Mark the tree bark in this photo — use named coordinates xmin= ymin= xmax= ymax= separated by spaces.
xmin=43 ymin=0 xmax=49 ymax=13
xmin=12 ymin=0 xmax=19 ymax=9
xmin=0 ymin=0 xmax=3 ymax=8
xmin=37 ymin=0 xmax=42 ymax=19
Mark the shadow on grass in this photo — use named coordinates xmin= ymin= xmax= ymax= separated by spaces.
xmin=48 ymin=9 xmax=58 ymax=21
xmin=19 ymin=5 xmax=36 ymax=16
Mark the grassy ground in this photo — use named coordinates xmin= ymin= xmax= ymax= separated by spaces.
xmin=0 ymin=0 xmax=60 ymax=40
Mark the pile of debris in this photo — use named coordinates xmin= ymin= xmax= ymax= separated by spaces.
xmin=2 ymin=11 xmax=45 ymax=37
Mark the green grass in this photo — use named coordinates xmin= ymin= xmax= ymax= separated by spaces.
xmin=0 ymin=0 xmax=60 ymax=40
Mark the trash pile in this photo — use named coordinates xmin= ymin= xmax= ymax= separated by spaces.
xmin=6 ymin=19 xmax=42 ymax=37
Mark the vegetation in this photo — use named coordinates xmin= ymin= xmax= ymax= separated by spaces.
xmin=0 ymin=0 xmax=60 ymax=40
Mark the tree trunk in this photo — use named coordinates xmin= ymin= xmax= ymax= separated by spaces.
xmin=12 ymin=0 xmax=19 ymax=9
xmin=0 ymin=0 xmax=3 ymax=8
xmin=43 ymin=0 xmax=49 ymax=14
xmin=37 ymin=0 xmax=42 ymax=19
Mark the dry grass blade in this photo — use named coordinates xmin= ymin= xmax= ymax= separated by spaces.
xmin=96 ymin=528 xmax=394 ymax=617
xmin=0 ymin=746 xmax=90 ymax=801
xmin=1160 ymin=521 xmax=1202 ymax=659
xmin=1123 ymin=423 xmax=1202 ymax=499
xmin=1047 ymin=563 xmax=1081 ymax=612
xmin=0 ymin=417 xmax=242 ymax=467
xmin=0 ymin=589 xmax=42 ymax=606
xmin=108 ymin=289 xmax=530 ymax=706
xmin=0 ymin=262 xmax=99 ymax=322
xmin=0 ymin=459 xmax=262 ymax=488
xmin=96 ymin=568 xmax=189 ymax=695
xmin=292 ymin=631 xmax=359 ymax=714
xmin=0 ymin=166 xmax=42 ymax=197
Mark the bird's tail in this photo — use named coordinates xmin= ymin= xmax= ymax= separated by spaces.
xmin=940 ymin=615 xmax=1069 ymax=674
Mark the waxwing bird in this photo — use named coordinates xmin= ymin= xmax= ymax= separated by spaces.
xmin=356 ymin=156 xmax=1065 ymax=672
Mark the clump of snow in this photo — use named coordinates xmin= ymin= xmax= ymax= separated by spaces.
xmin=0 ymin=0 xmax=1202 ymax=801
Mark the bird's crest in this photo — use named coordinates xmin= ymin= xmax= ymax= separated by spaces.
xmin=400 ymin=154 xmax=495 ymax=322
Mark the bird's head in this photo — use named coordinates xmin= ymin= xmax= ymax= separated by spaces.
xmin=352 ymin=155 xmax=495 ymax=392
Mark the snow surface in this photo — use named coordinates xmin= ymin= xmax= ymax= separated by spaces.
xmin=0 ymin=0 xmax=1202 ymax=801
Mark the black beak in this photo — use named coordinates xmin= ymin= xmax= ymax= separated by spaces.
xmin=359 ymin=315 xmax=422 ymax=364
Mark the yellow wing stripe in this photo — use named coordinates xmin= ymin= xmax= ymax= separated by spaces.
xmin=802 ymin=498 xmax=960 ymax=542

What the exercise asks: How many lines of the rows above contain the string "pile"? Reply with the number only.

Task solution: 2